TASK DESCRIPTION: Recast every line of the listing below as a numbered list, omitting blank lines. Leave the images out of your answer.

· · ·

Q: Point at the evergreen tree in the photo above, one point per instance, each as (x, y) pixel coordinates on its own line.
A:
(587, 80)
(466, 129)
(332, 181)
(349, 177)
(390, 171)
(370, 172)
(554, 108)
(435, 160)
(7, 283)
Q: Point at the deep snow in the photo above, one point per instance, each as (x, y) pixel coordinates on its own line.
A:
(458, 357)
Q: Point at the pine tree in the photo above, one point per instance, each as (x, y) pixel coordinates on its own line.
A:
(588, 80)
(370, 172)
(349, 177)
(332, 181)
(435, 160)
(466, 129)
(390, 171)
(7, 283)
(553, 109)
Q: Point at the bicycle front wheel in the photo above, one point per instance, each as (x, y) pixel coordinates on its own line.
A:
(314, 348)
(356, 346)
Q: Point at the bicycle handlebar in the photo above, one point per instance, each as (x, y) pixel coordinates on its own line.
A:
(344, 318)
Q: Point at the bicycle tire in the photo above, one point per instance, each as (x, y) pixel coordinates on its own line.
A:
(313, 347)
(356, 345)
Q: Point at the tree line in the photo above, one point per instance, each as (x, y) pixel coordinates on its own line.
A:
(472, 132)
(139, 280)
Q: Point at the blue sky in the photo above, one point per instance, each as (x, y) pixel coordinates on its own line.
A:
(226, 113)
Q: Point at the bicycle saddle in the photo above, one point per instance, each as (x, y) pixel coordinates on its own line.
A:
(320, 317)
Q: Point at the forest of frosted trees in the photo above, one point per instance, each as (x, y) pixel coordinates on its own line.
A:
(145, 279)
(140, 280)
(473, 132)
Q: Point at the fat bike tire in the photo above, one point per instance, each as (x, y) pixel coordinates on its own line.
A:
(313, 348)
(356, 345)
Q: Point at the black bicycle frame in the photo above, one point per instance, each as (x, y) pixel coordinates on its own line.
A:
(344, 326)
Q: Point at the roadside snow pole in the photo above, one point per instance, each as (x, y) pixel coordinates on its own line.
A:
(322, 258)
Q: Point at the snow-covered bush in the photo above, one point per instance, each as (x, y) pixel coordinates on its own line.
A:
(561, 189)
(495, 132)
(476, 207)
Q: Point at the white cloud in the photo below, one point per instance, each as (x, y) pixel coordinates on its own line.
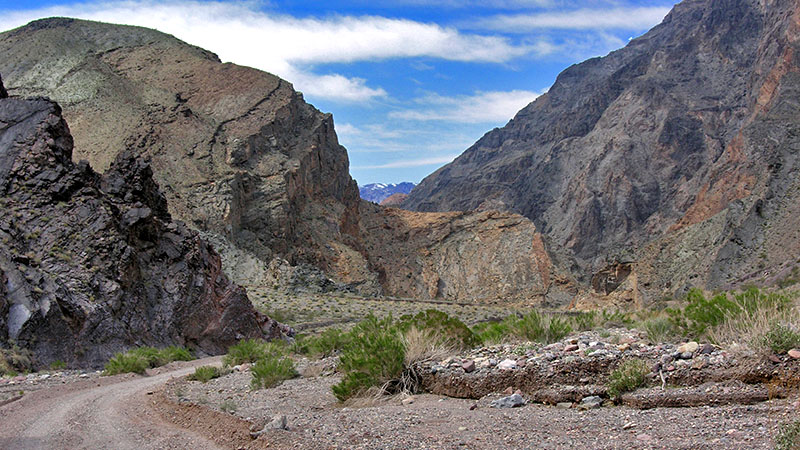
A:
(483, 107)
(287, 46)
(412, 163)
(633, 18)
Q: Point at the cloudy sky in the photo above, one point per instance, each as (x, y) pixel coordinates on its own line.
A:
(411, 83)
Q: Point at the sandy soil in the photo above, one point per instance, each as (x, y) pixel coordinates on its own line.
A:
(108, 412)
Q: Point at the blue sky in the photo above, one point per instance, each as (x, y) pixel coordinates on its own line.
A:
(411, 83)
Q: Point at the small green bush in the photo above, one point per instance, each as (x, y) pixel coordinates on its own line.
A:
(204, 374)
(788, 437)
(584, 320)
(326, 343)
(490, 333)
(126, 363)
(629, 376)
(58, 365)
(781, 338)
(14, 361)
(140, 359)
(245, 351)
(659, 329)
(373, 357)
(273, 368)
(448, 331)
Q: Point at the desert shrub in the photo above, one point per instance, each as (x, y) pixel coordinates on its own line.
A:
(781, 338)
(538, 327)
(140, 359)
(424, 345)
(490, 333)
(271, 370)
(447, 331)
(204, 374)
(245, 351)
(14, 361)
(659, 329)
(557, 328)
(584, 320)
(618, 319)
(629, 376)
(788, 437)
(374, 356)
(325, 344)
(126, 363)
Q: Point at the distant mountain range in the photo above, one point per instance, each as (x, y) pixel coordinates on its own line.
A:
(378, 192)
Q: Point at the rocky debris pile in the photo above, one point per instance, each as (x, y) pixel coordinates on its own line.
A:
(93, 264)
(576, 370)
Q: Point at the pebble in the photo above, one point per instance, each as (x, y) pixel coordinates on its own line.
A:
(689, 347)
(468, 366)
(507, 364)
(512, 401)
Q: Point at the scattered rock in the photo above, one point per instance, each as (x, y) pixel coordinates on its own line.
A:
(591, 402)
(689, 347)
(512, 401)
(507, 364)
(468, 366)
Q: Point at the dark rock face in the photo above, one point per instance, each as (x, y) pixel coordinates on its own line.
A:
(674, 152)
(240, 155)
(91, 264)
(243, 159)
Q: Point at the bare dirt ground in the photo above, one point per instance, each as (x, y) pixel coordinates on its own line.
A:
(161, 410)
(109, 412)
(316, 421)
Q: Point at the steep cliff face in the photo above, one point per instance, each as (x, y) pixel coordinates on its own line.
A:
(470, 257)
(243, 159)
(239, 153)
(91, 264)
(677, 152)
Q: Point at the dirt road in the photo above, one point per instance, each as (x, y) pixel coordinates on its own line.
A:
(112, 412)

· · ·

OUTPUT FOR THIS EXERCISE:
1. Q: Point at the evergreen tree in the photo above, one point per instance, each as (x, y) pixel coordinates on its own line.
2. A:
3. (587, 80)
4. (466, 129)
5. (332, 181)
6. (349, 177)
7. (390, 171)
8. (370, 172)
9. (554, 108)
10. (435, 160)
11. (7, 283)
12. Q: Point at the deep snow in the photo above, one point per instance, each as (x, y) pixel coordinates on its own line.
13. A:
14. (458, 357)
15. Q: Point at the pine tree in the photo above, one point per instance, each as (x, y) pixel coordinates on its own line.
16. A:
17. (588, 80)
18. (370, 172)
19. (349, 177)
20. (332, 181)
21. (435, 160)
22. (466, 129)
23. (390, 171)
24. (7, 283)
25. (553, 109)
26. Q: Point at the bicycle front wheel in the photo above, one point per instance, each as (x, y) pixel coordinates on its own line.
27. A:
28. (314, 348)
29. (356, 346)
30. Q: Point at the bicycle handlebar in the photo above, one point per instance, each as (x, y) pixel coordinates on its own line.
31. A:
32. (344, 318)
33. Q: Point at the bicycle tire in the photo above, one point per instance, each as (x, y) pixel coordinates on its own line.
34. A:
35. (313, 347)
36. (356, 345)
37. Q: Point at the tree line in the photo above, one point per instance, each as (x, y) pixel coordinates on its own line.
38. A:
39. (472, 132)
40. (139, 280)
41. Q: Point at the blue sky in the photo above, one point per instance, each as (x, y) pixel coordinates on its own line.
42. A:
43. (226, 113)
44. Q: Point at the bicycle saddle in the photo above, one point per instance, each as (x, y) pixel coordinates on its own line.
45. A:
46. (320, 317)
47. Q: Point at the forest of frosted trees in the photo above, one point per instance, each as (x, y) pixel coordinates on its own line.
48. A:
49. (145, 279)
50. (140, 280)
51. (473, 132)
52. Q: Point at the fat bike tire in the photo above, one point per instance, each as (x, y) pixel coordinates on its own line.
53. A:
54. (313, 348)
55. (356, 345)
56. Q: Point at the black bicycle frame in the photo above, one point per instance, each as (x, y) pixel coordinates on its own line.
57. A:
58. (344, 326)
59. Q: Point at the roadside snow pole in the photo above, one point per instance, each as (x, y) pixel coordinates on its own line.
60. A:
61. (322, 258)
62. Q: Point at the snow-covered bush in the photo above, one point per instance, each as (x, y) pixel coordinates on its own line.
63. A:
64. (561, 189)
65. (495, 132)
66. (476, 207)
67. Q: Point at the white cloud in the photo below, one point per instance, each as (x, y) pixel coordinates on its own line.
68. A:
69. (483, 107)
70. (287, 46)
71. (412, 163)
72. (633, 18)
73. Q: Point at the cloudy sky in the photo above, one point per instance, each as (x, y) pixel coordinates on its own line.
74. A:
75. (411, 83)
76. Q: Point at the sandy soil in the photo above, one point per instance, each as (x, y) pixel coordinates on its own line.
77. A:
78. (108, 412)
79. Q: Point at the blue sky in the photo above, one point per instance, each as (x, y) pixel coordinates on its own line.
80. A:
81. (411, 83)
82. Q: Point at the small green bush in the photo above, one point per instance, each as (x, y) pixel coordinates on its own line.
83. A:
84. (204, 374)
85. (788, 437)
86. (584, 320)
87. (326, 343)
88. (490, 333)
89. (126, 363)
90. (629, 376)
91. (58, 365)
92. (781, 338)
93. (14, 361)
94. (140, 359)
95. (245, 351)
96. (659, 329)
97. (373, 357)
98. (273, 368)
99. (448, 331)
100. Q: Point at the desert shrub in the photo above, one point per instance, each as (x, y) pixel coordinates on its own line.
101. A:
102. (781, 338)
103. (538, 327)
104. (140, 359)
105. (424, 345)
106. (490, 333)
107. (271, 370)
108. (447, 331)
109. (204, 374)
110. (245, 351)
111. (14, 361)
112. (659, 329)
113. (557, 328)
114. (584, 320)
115. (618, 319)
116. (629, 376)
117. (788, 437)
118. (374, 356)
119. (325, 344)
120. (126, 363)
121. Q: Point at the distant mountain range in the photo above, one point per instance, each as (x, y) pixel coordinates on its own line.
122. A:
123. (378, 192)
124. Q: Point at the rocky debris pile in the photo above, one point per instance, each as (x, y) pixel coordinates on its own line.
125. A:
126. (93, 264)
127. (576, 370)
128. Q: Point at the pebble in the photo above, one point per instance, each as (x, y) pixel coordinates on its own line.
129. A:
130. (689, 347)
131. (468, 366)
132. (507, 364)
133. (512, 401)
134. Q: Point at the scattered rock in the photo above, one point per instance, each as (x, y) pixel coordinates on its own line.
135. A:
136. (591, 402)
137. (689, 347)
138. (512, 401)
139. (507, 364)
140. (468, 366)
141. Q: Point at the dark rock face in the photo above, one point per instance, each as (x, y) pixel coordinates on its own line.
142. A:
143. (674, 152)
144. (240, 155)
145. (91, 264)
146. (243, 159)
147. Q: Point at the bare dirt ground in the photo above, one point per instance, each as (x, y) pixel coordinates on its own line.
148. A:
149. (161, 410)
150. (109, 412)
151. (316, 421)
152. Q: Point at the steep cliff face in the photo above, one point per instance, each as (x, y) pixel coordinates on its own line.
153. A:
154. (470, 257)
155. (243, 159)
156. (239, 153)
157. (91, 264)
158. (677, 152)
159. Q: Point at the dirt road in the photo above, one point per instance, each as (x, y) pixel coordinates on its own line.
160. A:
161. (112, 412)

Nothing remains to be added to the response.